__Tarefas a realizar__:
A) Traduza para o inglês a seguinte frase do trecho sobre o PIB brasileiro: "Voltando à década passada, desde 2015 o PIB entrou num buraco do qual não saiu até hoje."
B) Segundo o trecho sobre o PIB brasileiro, em que trimestre o índice do PIB trimestral atingiu seu valor mais alto?
C) Dê continuidade ao trecho sobre o PIB brasileiro, começando logo após a última frase apresentada.
:: Trecho do documento
Em retrospecto, em 2020 as taxas trimestrais, relativamente ao trimestre imediatamente anterior, foram de -2,1% no primeiro, -9,2% no segundo, 7,7% no terceiro, e 3,2% no quarto. Esse movimento de descida e subida costuma ser chamado de recuperação em V, mas ele veio com sua haste direita sem voltar à mesma altura da haste esquerda. Assim, fazendo essa altura no último trimestre de 2019 igual a 100, em 2020 o PIB caiu para 89 no ponto mais baixo do V e alcançou 98,8% no alto de sua haste direita com as taxas positivas verificadas nos dois últimos trimestres do ano. Também se pode dizer que o PIB passou por uma recessão no primeiro semestre de 2020, que foi interrompida no segundo, mas sem voltar ao valor que tinha no final de 2019. Além disso, por conta desse V a média do PIB em 2020 ficou bem abaixo da média de 2019, o que levou a essa queda de 4,1%.

É importante colocar essa taxa no contexto mais amplo da tragédia do PIB brasileiro. Voltando à década passada, desde 2015 o PIB entrou num buraco do qual não saiu até hoje. No detalhe o relatório mostra isso, mas não há referência ao assunto na notícia do documento. Um dos gráficos do relatório apresenta um índice do PIB trimestral entre o primeiro trimestre de 1996 e o quarto de 2020, e percebe-se que o valor mais alto ficou lá atrás, no primeiro trimestre de… 2014! Ou seja, sete anos depois ainda não voltamos a ele. Em 2015 começa um movimento lembrando um U bem rebaixado e estendido, mas cuja haste direita não retornou ao mesmo nível marcado pela esquerda em sua ponta. Isso define uma depressão, algo mais longo do que as duas recessões ocorridas durante o mesmo movimento, a de 2015-2016 e a da Covid-19.
::::
:: Registros de dados
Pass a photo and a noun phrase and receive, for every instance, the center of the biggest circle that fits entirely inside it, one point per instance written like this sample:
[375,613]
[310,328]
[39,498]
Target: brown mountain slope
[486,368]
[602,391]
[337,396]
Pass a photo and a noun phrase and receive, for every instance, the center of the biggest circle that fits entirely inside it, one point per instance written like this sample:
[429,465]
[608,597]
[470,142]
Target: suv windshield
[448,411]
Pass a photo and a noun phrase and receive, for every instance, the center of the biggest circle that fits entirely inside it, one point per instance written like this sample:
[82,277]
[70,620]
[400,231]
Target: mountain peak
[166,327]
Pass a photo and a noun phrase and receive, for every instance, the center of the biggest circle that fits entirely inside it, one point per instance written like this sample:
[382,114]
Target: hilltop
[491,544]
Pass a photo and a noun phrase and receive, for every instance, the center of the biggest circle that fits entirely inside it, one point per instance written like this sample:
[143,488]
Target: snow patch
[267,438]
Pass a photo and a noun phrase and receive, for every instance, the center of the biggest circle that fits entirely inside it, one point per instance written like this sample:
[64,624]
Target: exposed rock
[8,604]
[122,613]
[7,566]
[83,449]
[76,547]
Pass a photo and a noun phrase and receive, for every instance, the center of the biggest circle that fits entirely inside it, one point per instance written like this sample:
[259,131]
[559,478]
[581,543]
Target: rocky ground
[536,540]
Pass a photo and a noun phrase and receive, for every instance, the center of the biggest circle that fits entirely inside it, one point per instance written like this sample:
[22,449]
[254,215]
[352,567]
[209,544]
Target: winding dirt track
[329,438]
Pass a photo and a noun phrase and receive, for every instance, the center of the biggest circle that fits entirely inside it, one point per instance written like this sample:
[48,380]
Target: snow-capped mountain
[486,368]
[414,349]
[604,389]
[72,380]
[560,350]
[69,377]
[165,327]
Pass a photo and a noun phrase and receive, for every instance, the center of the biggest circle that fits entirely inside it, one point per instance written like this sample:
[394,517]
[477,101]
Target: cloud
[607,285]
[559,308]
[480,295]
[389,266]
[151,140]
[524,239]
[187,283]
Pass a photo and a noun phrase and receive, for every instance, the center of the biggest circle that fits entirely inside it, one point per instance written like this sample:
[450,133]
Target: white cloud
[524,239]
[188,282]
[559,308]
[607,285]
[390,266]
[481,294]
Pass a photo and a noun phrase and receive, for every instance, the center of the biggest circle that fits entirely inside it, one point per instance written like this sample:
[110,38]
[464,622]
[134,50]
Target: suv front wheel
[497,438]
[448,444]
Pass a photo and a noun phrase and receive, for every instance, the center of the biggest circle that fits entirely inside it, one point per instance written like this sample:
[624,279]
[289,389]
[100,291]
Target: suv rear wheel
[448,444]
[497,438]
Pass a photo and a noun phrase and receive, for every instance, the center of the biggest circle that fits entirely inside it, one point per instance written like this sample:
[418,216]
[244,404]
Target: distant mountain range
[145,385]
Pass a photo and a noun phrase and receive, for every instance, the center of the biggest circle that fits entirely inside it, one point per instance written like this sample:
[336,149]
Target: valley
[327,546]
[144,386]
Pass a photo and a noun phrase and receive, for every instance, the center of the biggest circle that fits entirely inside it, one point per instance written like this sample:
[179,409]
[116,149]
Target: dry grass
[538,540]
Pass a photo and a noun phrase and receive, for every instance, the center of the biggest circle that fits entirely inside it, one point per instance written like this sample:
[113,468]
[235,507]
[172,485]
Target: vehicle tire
::::
__Respostas dos exercícios__:
A) Going back to the past decade, since 2015 GDP has fallen into a hole it has not climbed out of to this day.

B) No primeiro trimestre de 2014.

C)
Venho insistindo em apontar essa depressão ainda em curso, mas o noticiário, a classe política e mesmo vários economistas parecem ignorá-la, ou negligenciar a busca do seu enfrentamento. Aliás, influenciados pelo que se passa nos países desenvolvidos, muitos economistas brasileiros focados na economia como um todo concentram sua atenção na chamada macroeconomia, que foca principalmente em movimentos cíclicos ou de curto prazo. Questões de longo prazo são negligenciadas. Além da referida depressão, merece destaque o fato de que desde a década de 1980 a economia brasileira está em estagnação ou cresce abaixo do seu potencial, e muito pouco se fala disso.

Com dados do PIB desde 2014, incluídos os de 2020, estimei que ele precisaria crescer um total perto de 7% a partir de 2021 para voltar ao seu valor de 2014, o que tomaria cerca de três anos aumentando perto de 2,4% ao ano, e com muitas incertezas pelo caminho. Assim, para ao final voltar ao PIB de 2014, tomaria nove anos! Ou seja, quase uma década para voltar a um PIB que o Brasil já havia alcançado antes!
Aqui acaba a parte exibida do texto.